Retype every record that follows, character for character.

*** INFORMATION GIVEN ***

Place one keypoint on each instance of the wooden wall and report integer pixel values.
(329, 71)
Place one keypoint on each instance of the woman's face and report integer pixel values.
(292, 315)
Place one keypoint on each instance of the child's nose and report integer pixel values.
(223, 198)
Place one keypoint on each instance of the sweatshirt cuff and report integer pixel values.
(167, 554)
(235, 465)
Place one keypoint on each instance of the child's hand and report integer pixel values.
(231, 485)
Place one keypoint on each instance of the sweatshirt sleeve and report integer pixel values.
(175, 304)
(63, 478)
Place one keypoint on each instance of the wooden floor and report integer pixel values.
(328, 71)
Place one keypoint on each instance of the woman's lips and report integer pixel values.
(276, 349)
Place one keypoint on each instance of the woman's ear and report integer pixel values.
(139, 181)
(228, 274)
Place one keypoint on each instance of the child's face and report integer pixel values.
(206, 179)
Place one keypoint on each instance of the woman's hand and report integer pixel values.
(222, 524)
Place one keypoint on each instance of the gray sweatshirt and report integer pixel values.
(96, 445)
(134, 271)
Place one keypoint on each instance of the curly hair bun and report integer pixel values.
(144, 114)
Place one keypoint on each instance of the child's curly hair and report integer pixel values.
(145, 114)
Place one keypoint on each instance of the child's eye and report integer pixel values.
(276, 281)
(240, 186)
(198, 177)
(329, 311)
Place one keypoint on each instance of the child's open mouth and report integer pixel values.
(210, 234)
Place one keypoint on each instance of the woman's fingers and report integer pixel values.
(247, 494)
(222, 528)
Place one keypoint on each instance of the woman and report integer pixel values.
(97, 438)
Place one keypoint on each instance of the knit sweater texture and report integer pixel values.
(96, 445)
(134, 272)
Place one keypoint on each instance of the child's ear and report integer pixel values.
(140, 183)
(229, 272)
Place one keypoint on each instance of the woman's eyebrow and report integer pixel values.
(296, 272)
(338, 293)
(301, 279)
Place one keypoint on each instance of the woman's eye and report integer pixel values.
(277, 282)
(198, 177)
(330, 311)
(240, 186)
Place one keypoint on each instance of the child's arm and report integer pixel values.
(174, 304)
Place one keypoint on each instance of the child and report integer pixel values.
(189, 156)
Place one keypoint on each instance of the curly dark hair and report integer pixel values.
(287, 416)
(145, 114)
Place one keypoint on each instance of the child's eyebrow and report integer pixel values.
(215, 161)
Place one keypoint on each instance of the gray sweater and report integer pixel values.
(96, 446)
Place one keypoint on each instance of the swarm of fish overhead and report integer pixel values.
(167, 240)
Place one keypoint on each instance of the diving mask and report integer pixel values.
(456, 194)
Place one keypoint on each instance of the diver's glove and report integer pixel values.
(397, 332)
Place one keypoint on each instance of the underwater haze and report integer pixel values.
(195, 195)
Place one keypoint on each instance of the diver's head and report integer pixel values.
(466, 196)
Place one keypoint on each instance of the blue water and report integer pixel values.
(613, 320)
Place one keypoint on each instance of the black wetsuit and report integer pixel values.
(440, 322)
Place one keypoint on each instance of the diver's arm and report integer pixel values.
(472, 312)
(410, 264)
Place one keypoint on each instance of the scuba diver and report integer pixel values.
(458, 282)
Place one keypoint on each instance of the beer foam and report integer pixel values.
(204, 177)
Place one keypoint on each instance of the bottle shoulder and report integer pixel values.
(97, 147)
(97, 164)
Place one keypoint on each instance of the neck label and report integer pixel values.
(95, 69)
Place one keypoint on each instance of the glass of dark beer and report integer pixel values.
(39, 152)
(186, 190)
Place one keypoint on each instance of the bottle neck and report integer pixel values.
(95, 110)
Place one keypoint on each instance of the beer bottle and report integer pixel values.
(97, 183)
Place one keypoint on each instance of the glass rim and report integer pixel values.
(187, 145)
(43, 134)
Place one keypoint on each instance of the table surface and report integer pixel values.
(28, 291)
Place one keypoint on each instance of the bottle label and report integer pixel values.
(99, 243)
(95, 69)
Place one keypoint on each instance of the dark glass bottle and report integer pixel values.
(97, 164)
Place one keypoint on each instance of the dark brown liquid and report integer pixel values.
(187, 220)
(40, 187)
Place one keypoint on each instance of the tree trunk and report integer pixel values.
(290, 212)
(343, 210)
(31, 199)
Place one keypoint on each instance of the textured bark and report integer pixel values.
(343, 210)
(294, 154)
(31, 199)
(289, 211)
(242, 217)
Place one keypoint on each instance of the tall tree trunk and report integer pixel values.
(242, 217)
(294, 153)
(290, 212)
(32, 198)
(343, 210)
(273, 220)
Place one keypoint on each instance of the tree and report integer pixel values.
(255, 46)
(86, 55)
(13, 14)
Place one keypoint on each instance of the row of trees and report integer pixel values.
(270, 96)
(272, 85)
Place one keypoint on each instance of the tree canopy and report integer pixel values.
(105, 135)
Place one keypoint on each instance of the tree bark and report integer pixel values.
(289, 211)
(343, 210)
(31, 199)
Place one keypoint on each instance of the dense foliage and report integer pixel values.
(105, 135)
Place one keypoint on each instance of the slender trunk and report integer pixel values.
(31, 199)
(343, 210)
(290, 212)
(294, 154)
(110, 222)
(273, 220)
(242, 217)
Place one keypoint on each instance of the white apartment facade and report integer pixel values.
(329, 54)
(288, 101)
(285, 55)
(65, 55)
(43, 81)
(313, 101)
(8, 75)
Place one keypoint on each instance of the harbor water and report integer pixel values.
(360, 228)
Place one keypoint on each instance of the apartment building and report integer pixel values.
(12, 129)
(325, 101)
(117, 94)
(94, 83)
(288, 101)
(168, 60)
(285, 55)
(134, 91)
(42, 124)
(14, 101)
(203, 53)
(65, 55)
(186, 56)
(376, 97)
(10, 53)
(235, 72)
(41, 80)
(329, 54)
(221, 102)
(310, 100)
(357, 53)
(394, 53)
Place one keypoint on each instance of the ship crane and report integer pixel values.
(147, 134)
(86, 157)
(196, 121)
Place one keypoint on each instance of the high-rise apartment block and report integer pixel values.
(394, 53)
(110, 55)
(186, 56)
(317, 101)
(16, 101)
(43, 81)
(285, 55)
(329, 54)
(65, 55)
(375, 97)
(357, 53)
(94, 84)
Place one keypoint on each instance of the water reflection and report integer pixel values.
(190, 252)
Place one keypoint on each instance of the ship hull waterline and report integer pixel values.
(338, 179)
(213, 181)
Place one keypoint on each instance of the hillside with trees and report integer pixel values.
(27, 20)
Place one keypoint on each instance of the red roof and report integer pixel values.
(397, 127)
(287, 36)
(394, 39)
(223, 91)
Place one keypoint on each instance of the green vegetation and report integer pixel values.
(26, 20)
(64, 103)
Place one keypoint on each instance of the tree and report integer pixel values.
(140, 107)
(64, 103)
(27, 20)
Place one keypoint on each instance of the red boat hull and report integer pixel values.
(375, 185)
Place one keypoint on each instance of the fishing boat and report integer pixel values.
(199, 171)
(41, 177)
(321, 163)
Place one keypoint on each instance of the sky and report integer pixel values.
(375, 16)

***

FINAL ANSWER
Place one keypoint on each instance of the wooden wall and report integer pixel values.
(329, 71)
Place one keypoint on each instance of the woman's face and report integer pixel values.
(292, 315)
Place one keypoint on each instance of the child's nose and report integer pixel values.
(223, 198)
Place one keypoint on each instance of the sweatshirt cuff and report integer pixel values.
(167, 554)
(235, 465)
Place one keypoint on each instance of the child's hand and report integer pixel values.
(231, 485)
Place one keypoint on each instance of the sweatshirt sleeve and report integer pixel values.
(175, 304)
(63, 478)
Place one keypoint on each instance of the wooden floor and report integer pixel values.
(328, 71)
Place one keypoint on each instance of the woman's lips and report integer pixel values.
(276, 349)
Place one keypoint on each instance of the woman's ear and report integer pixel values.
(139, 181)
(228, 274)
Place one keypoint on each instance of the child's face and report integer pixel values.
(206, 179)
Place one keypoint on each instance of the woman's hand and report integer pixel values.
(222, 524)
Place one keypoint on each instance of the gray sweatshirt and report integer pixel values.
(96, 445)
(134, 271)
Place one keypoint on each instance of the curly hair bun and report integer pixel values.
(144, 114)
Place one keypoint on each instance of the child's curly hair and report integer pixel values.
(145, 114)
Place one keypoint on each instance of the child's eye and report integer pixel values.
(276, 281)
(240, 186)
(198, 177)
(329, 311)
Place one keypoint on each instance of the child's open mouth and report integer pixel values.
(210, 234)
Place one keypoint on each instance of the woman's fingers and report integer pixel values.
(247, 494)
(222, 528)
Place one keypoint on each instance of the woman and report integer pixel values.
(97, 438)
Place one keypoint on each instance of the knit sweater texture and report integer pixel values.
(96, 445)
(134, 272)
Place one keypoint on each instance of the child's ear and report integer pixel values.
(140, 183)
(229, 272)
Place one keypoint on each instance of the woman's eyebrow and report integer pixel values.
(296, 272)
(338, 293)
(301, 279)
Place one keypoint on each instance of the woman's eye and report integer pixel values.
(277, 282)
(198, 177)
(330, 311)
(240, 186)
Place one keypoint on each instance of the child's arm and report integer pixel values.
(174, 304)
Place one keypoint on each instance of the child and report integer pixel values.
(189, 156)
Place one keypoint on each instance of the curly dark hair and report integer pixel values.
(287, 416)
(145, 114)
Place one keypoint on each instance of the child's eyebrow and report integer pixel values.
(215, 161)
Place one keypoint on each instance of the gray sweater and report integer pixel values.
(96, 446)
Place one keypoint on each instance of the swarm of fish overhead and report integer pixel values.
(167, 240)
Place one keypoint on each instance of the diving mask and report integer pixel values.
(456, 194)
Place one keypoint on each instance of the diver's glove and report integer pixel values.
(397, 332)
Place one keypoint on each instance of the underwater haze and report integer pixel values.
(195, 195)
Place one keypoint on each instance of the diver's head and report integer pixel values.
(466, 196)
Place one keypoint on each instance of the blue water and report integer pixel values.
(613, 320)
Place one keypoint on each instance of the black wetsuit and report integer pixel values.
(440, 322)
Place one keypoint on each instance of the diver's arm and report integer pixel values.
(472, 312)
(410, 264)
Place one keypoint on each instance of the scuba diver and report integer pixel values.
(458, 282)
Place one keypoint on each instance of the beer foam and report integer pixel values.
(204, 177)
Place one keypoint on each instance of the bottle shoulder and report integer pixel values.
(97, 147)
(97, 164)
Place one keypoint on each instance of the neck label and report integer pixel values.
(95, 69)
Place one keypoint on each instance of the glass of dark beer and report integer pixel values.
(39, 152)
(186, 190)
Place one keypoint on each instance of the bottle neck and report integer pixel values.
(95, 110)
Place one keypoint on each instance of the beer bottle and report integer pixel values.
(97, 183)
Place one keypoint on each instance of the glass rim and report integer pixel values.
(187, 145)
(43, 134)
Place one keypoint on each instance of the table surface and report integer pixel values.
(28, 291)
Place one keypoint on each instance of the bottle label and report integer pixel values.
(99, 243)
(95, 69)
Place one keypoint on each instance of the dark glass bottle and report integer pixel values.
(97, 164)
Place one keypoint on each instance of the dark brown liquid and report integer pixel values.
(187, 220)
(40, 187)
Place one keypoint on each instance of the tree trunk and report integer pixel values.
(290, 212)
(343, 210)
(31, 199)
Place one keypoint on each instance of the textured bark and report integer pixel values.
(343, 210)
(294, 154)
(31, 199)
(289, 211)
(242, 217)
Place one keypoint on each instance of the tall tree trunk and report integer pixel values.
(242, 217)
(294, 153)
(290, 212)
(32, 198)
(343, 210)
(273, 220)
Place one keypoint on each instance of the tree and report integer pixel values.
(255, 46)
(86, 55)
(13, 14)
Place one keypoint on each instance of the row of trees and report integer pixel values.
(270, 96)
(272, 85)
Place one keypoint on each instance of the tree canopy and report integer pixel values.
(105, 135)
Place one keypoint on each instance of the tree bark and report integer pixel values.
(289, 211)
(343, 210)
(31, 199)
Place one keypoint on each instance of the dense foliage and report integer pixel values.
(105, 135)
Place one keypoint on each instance of the slender trunk and report integer pixel values.
(31, 199)
(343, 210)
(290, 212)
(294, 154)
(110, 222)
(273, 220)
(242, 217)
Place one keypoint on each instance of the white apartment facade and report integer pixel values.
(329, 54)
(288, 101)
(285, 55)
(65, 55)
(43, 81)
(313, 101)
(8, 75)
Place one keypoint on each instance of the harbor water and report integer pixel values.
(360, 228)
Place one keypoint on each instance of the apartment building and report integer pixel values.
(12, 129)
(325, 101)
(117, 94)
(94, 83)
(288, 101)
(168, 60)
(285, 55)
(134, 91)
(42, 124)
(14, 101)
(203, 53)
(65, 55)
(186, 56)
(376, 97)
(10, 53)
(235, 72)
(41, 80)
(329, 54)
(221, 102)
(310, 100)
(357, 53)
(394, 53)
Place one keypoint on each instance of the ship crane and report integer pixel values.
(147, 134)
(86, 157)
(196, 121)
Place one keypoint on each instance of the high-rise apartment block and report integer pixel values.
(394, 53)
(110, 55)
(186, 56)
(317, 101)
(16, 101)
(43, 81)
(285, 55)
(329, 54)
(65, 55)
(375, 97)
(357, 53)
(94, 84)
Place one keypoint on each instance of the water reflection and report integer pixel values.
(190, 252)
Place one keypoint on each instance of the ship hull waterline and report integer pixel values.
(338, 179)
(213, 181)
Place one keypoint on each instance of the hillside with trees and report integer pixel values.
(27, 20)
Place one keypoint on each instance of the red roof and report integer pixel values.
(397, 127)
(287, 36)
(394, 39)
(223, 91)
Place one keypoint on each instance of the green vegetation and report integer pixel values.
(26, 20)
(64, 103)
Place one keypoint on each instance of the tree and report integer pixel values.
(140, 107)
(64, 103)
(27, 20)
Place one keypoint on each instance of the red boat hull and report integer pixel values.
(375, 185)
Place one keypoint on each instance of the fishing boat and report integer pixel values.
(199, 171)
(41, 177)
(321, 163)
Place one keypoint on each instance of the sky and report integer pixel values.
(375, 16)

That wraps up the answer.